-- Texte fourni --
Après un incendie meurtrier en Russie, apathie officielle et trolling internet attisent l'indignation

Vladimir Poutine visite un mémorial improvisé  aux victimes de l'incendie du centre commercial de Kemerovo, alors que les Russes se plaignent de la réaction officielle apathique à la tragédie // Crédit: kremlin.ru. CC BY 4.0

Le 25 mars, un vaste centre commercial de la ville de Kemerovo, en Sibérie, a été détruit par un incendie, et une soixantaine de personnes ont péri, dont de nombreux enfants. Dans les heures et jours qui ont suivi, les habitants de la ville ont sévèrement critiqué les administrations municipale et régionale pour leur gestion de crise ratée, et les premiers intervenants pour leur lenteur à réagir.

Pendant que ces habitants manifestaient dans la rue et sur I'internet, la machinerie russe des bots, orientée qu'elle est vers les conversations internes au pays, s'est employée à minimiser l'indignation locale et à disculper les fonctionnaires. Une opération qui reflète aussi le traitement méprisant et souvent brutal réservé par les agents publics aux familles des victimes.

Alors que les esprits s'échauffaient, tant dans les rues que dans la cybersphère, l'avis communément partagé est que l'utilisation des trolls en ligne a généré un environnement de désinformation et de méfiance.

La lutte contre l'incendie critiquée

Le feu semble avoir démarré à proximité d'une aire de jeux pour enfants, et s'est rapidement propagé, prenant au piège de nombreuses personnes, dont des dizaines d'autres enfants dans le cinéma du centre commercial. Comme l”a rapporté Meduza, un site d'information russe basé en Lettonie, les familles de ceux toujours coincés dans le brasier regardaient, incrédules, les premiers intervenants prendre leur temps pour revêtir leurs équipements tout en dissuadant les spectateurs éperdus de pénétrer dans le centre commercial pour sauver leurs enfants. Ceci est peut-être une procédure normale pour éviter que des individus non entraînés ne se mettent en danger, mais n'a pas empêché la colère. Mais ils ont réservé l'essentiel de leur fureur aux autorités régionales et municipales.

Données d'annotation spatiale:

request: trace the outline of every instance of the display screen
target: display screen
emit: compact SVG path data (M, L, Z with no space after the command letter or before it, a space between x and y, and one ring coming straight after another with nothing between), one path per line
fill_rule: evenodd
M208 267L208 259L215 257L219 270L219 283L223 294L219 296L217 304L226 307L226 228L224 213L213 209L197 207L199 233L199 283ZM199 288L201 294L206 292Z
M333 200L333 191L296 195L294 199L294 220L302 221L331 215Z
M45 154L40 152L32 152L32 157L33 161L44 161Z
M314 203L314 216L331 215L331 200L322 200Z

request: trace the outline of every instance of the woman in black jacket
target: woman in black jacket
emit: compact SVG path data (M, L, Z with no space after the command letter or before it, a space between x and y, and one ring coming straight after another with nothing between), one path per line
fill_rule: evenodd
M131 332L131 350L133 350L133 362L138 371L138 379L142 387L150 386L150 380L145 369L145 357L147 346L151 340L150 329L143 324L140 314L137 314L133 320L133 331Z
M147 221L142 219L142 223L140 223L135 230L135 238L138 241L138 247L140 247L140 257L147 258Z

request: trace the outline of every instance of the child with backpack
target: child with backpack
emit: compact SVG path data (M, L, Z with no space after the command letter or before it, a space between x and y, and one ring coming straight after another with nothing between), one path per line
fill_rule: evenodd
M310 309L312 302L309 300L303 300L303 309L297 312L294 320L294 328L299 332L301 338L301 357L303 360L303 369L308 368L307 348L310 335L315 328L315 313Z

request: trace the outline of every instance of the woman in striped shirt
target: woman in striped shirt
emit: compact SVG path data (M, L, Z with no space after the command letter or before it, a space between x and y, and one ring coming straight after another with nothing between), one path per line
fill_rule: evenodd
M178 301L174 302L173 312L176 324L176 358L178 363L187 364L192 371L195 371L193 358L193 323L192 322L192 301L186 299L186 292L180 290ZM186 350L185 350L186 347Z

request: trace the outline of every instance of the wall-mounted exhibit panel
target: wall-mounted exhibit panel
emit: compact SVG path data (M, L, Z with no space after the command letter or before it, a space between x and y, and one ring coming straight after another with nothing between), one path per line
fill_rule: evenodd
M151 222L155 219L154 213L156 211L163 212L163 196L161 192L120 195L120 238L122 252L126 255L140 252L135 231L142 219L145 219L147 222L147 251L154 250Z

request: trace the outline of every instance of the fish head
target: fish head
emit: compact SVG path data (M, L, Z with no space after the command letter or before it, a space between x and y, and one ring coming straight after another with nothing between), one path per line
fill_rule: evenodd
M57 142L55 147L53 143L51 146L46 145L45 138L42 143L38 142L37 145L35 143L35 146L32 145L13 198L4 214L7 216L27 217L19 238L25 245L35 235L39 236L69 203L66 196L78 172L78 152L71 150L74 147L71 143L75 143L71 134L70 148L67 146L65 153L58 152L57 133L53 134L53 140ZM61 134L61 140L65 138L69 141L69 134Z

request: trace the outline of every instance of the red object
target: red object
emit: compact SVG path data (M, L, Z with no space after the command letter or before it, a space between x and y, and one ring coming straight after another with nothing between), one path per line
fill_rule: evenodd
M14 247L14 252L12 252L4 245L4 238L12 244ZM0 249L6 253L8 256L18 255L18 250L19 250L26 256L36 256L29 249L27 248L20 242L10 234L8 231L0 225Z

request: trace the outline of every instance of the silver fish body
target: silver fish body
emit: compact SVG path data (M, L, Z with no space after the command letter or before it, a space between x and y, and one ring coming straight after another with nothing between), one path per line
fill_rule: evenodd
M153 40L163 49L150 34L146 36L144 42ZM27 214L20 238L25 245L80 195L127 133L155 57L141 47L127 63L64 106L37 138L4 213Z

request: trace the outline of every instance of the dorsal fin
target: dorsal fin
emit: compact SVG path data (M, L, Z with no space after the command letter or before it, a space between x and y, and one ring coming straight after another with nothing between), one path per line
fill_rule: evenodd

-- Liste des tâches --
**A.** Relevez tous les noms géographiques (pays, villes, régions) cités dans l'article sur l'incendie de Kemerovo.
**B.** Selon l'article sur l'incendie de Kemerovo, les affirmations suivantes sont-elles exactes ? Répondez par oui ou non et citez les mots décisifs de l'article. (i) L'incendie a eu lieu le 25 mars. (ii) Le feu est parti du cinéma du centre commercial. (iii) Meduza est un site d'information basé en Lettonie.
**C.** Recopiez le passage de l'article sur l'incendie de Kemerovo, de « Pendant que ces » à « et de méfiance. ».

-- Les réponses --
**A.** Russie, Kemerovo, Sibérie, Lettonie

**B.**
(i) Oui : « Le 25 mars, un vaste centre commercial de la ville de Kemerovo, en Sibérie, a été détruit par un incendie ».
(ii) Non : « Le feu semble avoir démarré à proximité d'une aire de jeux pour enfants ».
(iii) Oui : « Meduza, un site d'information russe basé en Lettonie ».

**C.**
Pendant que ces habitants manifestaient dans la rue et sur I'internet, la machinerie russe des bots, orientée qu'elle est vers les conversations internes au pays, s'est employée à minimiser l'indignation locale et à disculper les fonctionnaires. Une opération qui reflète aussi le traitement méprisant et souvent brutal réservé par les agents publics aux familles des victimes.

Alors que les esprits s'échauffaient, tant dans les rues que dans la cybersphère, l'avis communément partagé est que l'utilisation des trolls en ligne a généré un environnement de désinformation et de méfiance.